- Problem statement -
Copy out the lines starting with the one containing "Segment every instance of the stadium" and continuing through the one containing "POLYGON ((261 120, 264", requests included, and multiply every polygon vertex coordinate in the answers by 2.15, rounding each to a whole number with halves rounded up. Give only those lines.

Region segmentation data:
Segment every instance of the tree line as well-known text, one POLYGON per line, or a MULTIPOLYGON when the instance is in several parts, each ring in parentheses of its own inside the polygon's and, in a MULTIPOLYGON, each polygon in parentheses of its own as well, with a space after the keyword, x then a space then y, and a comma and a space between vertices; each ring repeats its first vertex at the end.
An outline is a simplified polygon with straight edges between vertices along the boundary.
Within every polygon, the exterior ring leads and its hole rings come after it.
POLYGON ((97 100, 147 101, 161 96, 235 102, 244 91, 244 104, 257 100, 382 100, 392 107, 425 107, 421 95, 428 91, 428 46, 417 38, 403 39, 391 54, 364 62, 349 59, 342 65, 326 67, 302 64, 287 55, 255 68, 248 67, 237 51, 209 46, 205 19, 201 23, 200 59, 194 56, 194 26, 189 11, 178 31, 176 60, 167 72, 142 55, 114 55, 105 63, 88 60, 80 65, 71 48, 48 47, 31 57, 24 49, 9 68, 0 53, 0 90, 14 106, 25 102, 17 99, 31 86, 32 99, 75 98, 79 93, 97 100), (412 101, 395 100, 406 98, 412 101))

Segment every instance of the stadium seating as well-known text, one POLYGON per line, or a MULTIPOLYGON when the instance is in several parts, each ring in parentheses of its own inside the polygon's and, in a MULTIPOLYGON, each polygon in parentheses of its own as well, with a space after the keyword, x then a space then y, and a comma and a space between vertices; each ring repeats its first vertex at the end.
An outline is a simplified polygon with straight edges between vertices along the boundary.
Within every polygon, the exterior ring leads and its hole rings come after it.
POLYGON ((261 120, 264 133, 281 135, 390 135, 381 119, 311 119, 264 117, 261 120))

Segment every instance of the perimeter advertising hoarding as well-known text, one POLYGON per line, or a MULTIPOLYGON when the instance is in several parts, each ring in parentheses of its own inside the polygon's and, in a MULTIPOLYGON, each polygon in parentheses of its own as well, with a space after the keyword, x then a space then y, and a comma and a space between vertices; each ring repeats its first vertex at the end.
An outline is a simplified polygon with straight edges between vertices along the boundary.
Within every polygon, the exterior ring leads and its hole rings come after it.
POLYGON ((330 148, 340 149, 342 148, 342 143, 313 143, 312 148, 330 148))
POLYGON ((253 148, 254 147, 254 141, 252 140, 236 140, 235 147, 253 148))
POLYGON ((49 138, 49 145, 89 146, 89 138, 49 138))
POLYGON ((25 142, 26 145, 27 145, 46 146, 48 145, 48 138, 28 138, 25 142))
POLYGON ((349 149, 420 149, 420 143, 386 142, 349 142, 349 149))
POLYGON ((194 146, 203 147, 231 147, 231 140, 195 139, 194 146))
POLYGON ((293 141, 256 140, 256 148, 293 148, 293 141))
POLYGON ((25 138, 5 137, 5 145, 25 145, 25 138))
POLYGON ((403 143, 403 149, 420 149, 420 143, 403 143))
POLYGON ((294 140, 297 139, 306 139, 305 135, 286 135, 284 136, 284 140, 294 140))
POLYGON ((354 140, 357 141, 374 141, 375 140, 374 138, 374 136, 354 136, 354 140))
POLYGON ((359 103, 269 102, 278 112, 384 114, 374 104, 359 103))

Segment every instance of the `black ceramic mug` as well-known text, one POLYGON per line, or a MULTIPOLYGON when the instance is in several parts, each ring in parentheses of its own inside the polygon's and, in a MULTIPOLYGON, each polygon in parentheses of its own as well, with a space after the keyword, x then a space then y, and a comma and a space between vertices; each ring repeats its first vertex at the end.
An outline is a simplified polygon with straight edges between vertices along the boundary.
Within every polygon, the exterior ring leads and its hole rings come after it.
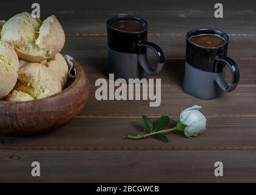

- Reply -
Segment every instance of the stadium seating as well-known text, one POLYGON per line, or a MULTIPOLYGON when the instance is in several parts, each ring in parentheses of its own inside the polygon's and, in a MULTIPOLYGON, each polygon in parentheses of its own as well, with a space after the keyword, x then a space then y, and a comma and a space between vertices; each ring repeats its first vertex at the end.
An outline is a simplified polygon with straight edges between vertices along the boundary.
Within every polygon, the exterior ring leads and its hole rings come after it.
POLYGON ((561 258, 568 286, 604 290, 839 290, 819 256, 669 256, 568 252, 561 258))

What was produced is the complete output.